EXERCISE: Beginning at the line that contains "heron leg appear?" and ending at the last line of the entries, write out each line exactly; include nothing outside that span.
────────────────────────────────────────
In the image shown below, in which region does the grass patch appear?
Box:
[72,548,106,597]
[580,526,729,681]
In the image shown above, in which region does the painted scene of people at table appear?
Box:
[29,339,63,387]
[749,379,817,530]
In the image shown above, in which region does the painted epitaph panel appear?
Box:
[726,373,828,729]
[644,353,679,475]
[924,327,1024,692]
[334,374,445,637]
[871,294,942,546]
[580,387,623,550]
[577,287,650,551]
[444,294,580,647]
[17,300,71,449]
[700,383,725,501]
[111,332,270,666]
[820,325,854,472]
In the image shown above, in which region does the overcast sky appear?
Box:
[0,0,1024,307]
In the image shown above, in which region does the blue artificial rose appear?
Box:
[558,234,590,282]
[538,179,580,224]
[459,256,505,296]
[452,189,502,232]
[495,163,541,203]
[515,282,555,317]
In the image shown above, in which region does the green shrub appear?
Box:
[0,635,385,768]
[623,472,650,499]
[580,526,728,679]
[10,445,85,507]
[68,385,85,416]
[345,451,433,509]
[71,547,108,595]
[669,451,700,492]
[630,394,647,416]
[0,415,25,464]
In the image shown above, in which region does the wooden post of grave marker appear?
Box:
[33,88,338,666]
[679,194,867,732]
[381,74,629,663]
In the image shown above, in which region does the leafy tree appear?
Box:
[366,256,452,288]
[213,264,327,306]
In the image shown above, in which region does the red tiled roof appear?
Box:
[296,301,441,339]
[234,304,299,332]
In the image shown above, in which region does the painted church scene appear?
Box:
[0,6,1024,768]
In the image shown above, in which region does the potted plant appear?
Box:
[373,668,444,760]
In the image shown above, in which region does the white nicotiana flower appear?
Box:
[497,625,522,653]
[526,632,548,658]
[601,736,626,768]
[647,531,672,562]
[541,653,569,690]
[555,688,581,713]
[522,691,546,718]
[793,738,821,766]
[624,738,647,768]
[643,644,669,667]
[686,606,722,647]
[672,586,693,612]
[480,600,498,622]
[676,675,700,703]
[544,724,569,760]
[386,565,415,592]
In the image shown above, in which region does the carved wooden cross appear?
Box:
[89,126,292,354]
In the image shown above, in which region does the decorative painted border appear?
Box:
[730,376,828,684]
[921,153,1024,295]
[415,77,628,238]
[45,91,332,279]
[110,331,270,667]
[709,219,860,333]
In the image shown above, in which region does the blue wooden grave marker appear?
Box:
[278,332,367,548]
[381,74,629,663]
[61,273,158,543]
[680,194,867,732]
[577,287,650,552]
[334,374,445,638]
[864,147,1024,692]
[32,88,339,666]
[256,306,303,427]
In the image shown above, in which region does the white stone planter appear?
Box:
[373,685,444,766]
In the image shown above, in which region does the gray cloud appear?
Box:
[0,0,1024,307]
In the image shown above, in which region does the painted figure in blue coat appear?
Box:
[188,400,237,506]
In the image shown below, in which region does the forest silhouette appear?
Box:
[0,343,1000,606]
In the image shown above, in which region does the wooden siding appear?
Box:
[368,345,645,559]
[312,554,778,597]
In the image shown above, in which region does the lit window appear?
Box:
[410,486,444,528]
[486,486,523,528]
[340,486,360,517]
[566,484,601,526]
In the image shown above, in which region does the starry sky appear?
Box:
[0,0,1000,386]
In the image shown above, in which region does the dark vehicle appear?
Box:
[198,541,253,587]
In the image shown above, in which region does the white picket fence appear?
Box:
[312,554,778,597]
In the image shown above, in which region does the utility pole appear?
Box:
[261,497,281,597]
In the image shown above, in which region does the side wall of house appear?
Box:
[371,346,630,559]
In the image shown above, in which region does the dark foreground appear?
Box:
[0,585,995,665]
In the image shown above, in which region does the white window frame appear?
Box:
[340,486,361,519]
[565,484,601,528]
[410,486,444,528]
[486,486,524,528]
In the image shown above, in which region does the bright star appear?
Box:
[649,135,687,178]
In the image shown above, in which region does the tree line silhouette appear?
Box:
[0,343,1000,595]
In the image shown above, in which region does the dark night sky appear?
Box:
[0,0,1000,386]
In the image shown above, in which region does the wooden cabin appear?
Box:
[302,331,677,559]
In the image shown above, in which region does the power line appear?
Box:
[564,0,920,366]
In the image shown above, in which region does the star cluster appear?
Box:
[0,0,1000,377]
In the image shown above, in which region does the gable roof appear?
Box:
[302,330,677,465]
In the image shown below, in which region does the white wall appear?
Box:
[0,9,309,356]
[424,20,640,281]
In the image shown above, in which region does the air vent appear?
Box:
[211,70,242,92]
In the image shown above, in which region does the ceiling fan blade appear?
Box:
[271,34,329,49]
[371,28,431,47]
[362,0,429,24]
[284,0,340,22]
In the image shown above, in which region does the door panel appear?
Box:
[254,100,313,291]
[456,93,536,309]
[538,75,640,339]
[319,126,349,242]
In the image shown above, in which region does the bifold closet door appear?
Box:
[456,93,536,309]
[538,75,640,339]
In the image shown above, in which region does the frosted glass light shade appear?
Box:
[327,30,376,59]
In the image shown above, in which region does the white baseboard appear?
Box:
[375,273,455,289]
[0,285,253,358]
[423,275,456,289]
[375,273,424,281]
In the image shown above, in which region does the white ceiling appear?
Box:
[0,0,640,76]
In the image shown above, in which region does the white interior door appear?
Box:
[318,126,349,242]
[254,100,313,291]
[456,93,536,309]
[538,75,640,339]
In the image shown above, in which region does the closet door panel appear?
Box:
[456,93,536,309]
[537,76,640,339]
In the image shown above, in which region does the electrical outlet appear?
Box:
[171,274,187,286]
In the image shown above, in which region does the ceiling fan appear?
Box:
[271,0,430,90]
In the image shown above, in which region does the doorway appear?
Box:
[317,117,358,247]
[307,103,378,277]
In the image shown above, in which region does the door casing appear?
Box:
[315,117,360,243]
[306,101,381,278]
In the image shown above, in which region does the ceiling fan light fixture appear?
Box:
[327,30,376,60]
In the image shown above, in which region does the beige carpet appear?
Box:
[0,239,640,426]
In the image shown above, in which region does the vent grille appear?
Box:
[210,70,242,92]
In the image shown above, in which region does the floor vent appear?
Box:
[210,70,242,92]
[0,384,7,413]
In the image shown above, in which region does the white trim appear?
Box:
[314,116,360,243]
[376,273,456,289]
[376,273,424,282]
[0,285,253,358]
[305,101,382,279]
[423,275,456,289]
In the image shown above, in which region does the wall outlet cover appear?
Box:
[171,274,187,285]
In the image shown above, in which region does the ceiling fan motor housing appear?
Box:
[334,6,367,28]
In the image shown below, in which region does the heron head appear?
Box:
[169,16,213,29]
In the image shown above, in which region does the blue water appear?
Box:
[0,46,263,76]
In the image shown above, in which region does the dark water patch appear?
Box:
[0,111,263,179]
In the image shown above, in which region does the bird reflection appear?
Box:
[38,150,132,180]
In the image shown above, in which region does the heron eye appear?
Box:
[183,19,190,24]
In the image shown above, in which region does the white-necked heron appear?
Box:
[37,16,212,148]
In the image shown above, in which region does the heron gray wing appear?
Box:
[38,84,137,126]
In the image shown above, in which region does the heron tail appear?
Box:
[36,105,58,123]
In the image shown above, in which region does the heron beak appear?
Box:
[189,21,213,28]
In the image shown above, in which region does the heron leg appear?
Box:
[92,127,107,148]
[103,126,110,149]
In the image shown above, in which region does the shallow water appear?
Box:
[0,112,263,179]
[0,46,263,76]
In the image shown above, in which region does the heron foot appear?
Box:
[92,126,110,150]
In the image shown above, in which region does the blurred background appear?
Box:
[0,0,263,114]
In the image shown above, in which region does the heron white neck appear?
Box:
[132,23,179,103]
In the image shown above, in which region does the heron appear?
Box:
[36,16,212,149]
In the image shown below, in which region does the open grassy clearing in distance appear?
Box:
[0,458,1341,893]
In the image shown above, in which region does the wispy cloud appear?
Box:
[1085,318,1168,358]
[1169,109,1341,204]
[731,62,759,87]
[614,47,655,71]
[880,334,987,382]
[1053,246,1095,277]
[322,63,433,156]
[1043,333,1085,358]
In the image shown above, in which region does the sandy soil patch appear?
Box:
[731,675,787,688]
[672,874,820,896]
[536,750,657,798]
────────────────────────────────────────
EXERCISE ANSWER:
In the image shown above, in which region does the heron leg appear?
Box:
[92,127,107,148]
[103,126,110,149]
In the image shown above, in which region does the shallow water appear?
Box:
[0,112,263,179]
[0,46,263,76]
In the image shown above, in which region does the heron foot appear?
Box:
[92,126,110,150]
In the image shown above, in which region does the blurred background appear?
Box:
[0,0,263,114]
In the image shown above, in which region does the heron white neck appear?
Box:
[132,23,179,103]
In the image shown above, in which region does the heron appear?
Box:
[36,16,212,149]
In the image shown below, in which region does the open grassy clearing in distance appear?
Box:
[0,458,1341,893]
In the image shown above, in which region does the wispy cloud appear?
Box:
[1085,318,1168,358]
[1169,109,1341,204]
[731,62,759,87]
[614,47,655,71]
[880,334,987,382]
[1053,246,1095,277]
[322,63,433,156]
[1043,333,1085,358]
In the image shown above, in which region does the sandy soil patch appear?
Box:
[731,675,787,688]
[672,874,820,896]
[536,750,657,798]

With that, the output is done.